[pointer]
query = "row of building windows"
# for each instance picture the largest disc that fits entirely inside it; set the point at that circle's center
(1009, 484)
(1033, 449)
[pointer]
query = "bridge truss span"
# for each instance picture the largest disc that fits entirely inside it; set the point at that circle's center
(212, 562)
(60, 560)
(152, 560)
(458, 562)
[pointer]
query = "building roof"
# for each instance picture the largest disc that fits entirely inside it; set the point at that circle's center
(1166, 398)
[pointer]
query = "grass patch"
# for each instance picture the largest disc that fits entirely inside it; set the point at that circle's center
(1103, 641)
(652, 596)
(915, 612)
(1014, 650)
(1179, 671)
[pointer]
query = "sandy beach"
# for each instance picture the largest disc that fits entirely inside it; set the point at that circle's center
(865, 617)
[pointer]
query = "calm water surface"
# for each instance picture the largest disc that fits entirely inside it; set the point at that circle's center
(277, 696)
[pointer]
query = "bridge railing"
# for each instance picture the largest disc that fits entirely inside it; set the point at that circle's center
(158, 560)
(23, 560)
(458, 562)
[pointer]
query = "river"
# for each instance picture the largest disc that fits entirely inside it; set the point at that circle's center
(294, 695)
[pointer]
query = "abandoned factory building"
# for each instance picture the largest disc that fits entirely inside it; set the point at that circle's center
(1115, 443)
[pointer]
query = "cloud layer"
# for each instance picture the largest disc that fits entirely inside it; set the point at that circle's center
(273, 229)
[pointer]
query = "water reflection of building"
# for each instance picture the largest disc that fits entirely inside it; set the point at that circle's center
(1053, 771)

* * *

**Your task**
Find the word "bridge" in the data and show each line that holds it.

**Solution for this exercise**
query = "bridge truss span"
query = "bridge railing"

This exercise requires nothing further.